Available records:

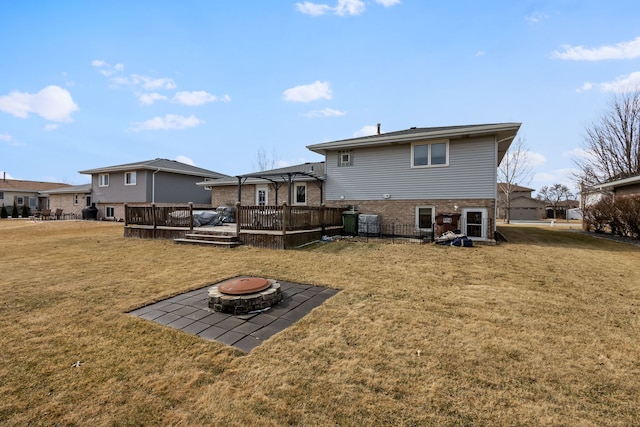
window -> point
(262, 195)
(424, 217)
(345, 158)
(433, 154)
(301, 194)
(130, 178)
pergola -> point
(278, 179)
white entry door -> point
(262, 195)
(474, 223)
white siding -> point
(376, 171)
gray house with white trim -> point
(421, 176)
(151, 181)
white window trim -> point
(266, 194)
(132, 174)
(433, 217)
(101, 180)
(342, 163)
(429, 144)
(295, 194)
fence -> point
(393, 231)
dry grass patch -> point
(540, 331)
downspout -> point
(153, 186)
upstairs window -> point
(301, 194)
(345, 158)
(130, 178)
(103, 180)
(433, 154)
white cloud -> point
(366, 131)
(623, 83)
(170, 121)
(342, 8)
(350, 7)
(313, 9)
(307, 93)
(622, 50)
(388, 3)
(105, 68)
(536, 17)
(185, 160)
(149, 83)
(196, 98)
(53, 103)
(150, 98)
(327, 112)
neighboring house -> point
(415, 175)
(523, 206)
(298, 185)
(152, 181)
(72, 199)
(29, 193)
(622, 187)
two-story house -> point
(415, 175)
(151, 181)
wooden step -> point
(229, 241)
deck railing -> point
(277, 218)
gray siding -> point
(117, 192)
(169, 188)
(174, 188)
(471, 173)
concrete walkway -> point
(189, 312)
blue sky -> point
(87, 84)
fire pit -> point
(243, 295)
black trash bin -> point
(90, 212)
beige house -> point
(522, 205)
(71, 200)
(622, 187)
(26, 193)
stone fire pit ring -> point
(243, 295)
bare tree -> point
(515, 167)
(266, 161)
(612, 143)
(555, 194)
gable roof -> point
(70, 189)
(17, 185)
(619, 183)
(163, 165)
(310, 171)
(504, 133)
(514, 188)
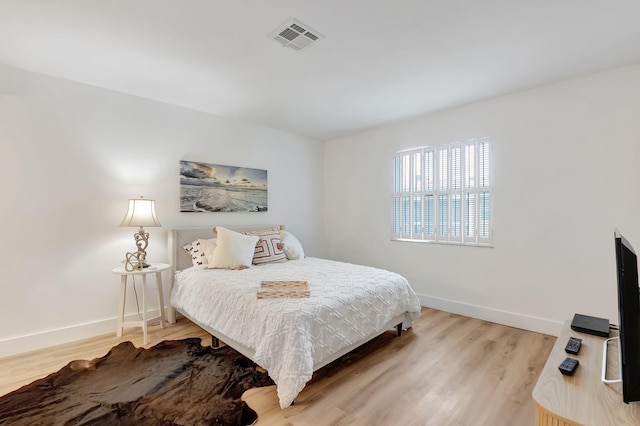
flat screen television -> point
...
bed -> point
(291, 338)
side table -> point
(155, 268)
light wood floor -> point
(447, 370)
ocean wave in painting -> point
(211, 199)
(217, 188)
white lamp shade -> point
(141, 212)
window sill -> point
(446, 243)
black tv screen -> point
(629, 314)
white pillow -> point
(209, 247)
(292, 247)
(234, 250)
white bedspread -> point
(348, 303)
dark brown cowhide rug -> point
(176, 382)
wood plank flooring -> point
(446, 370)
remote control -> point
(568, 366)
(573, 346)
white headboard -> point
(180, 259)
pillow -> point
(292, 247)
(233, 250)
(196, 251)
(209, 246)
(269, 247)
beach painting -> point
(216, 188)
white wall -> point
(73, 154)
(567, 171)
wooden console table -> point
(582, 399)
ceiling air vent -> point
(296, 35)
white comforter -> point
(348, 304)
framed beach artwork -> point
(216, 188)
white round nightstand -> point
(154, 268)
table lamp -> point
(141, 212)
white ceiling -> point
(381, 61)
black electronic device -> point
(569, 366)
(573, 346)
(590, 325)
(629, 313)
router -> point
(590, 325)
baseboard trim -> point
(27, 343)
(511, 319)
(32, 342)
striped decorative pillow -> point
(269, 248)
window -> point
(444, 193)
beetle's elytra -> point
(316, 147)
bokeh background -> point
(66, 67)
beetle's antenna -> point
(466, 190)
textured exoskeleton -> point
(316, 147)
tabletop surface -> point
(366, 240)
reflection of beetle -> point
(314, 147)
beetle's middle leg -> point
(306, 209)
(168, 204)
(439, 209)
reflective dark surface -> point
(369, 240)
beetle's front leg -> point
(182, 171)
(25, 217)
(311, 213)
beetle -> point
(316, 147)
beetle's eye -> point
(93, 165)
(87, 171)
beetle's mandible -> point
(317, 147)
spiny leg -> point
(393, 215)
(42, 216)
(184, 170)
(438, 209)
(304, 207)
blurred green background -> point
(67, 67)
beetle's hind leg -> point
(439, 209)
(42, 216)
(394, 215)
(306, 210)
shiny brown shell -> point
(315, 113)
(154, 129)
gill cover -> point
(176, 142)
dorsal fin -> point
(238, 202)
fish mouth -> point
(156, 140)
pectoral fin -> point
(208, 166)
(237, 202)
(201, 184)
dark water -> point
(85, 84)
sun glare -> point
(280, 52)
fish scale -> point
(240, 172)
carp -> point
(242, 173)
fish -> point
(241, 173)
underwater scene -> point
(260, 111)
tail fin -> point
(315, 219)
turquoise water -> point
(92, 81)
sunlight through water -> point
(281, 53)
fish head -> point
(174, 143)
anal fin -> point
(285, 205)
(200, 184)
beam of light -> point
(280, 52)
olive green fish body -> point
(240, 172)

Exercise:
From the records above, output only the lines starting at the one containing "neighboring house -> point" and ending at the one containing "flat screen television -> point", word for word. Pictures stay out.

Answer to the exercise:
neighboring house -> point
(415, 175)
(523, 206)
(298, 185)
(152, 181)
(72, 199)
(29, 193)
(622, 187)
two-story house -> point
(415, 175)
(151, 181)
wooden step -> point
(229, 241)
deck railing -> point
(277, 218)
gray siding -> point
(117, 192)
(169, 188)
(174, 188)
(471, 173)
concrete walkway -> point
(189, 312)
blue sky -> point
(87, 84)
fire pit -> point
(243, 295)
black trash bin -> point
(90, 212)
beige house -> point
(522, 205)
(71, 200)
(622, 187)
(26, 193)
stone fire pit ring -> point
(243, 295)
bare tree -> point
(515, 167)
(266, 161)
(612, 143)
(555, 194)
gable roof -> point
(70, 189)
(17, 185)
(619, 183)
(163, 165)
(310, 171)
(504, 133)
(514, 188)
flat screen television -> point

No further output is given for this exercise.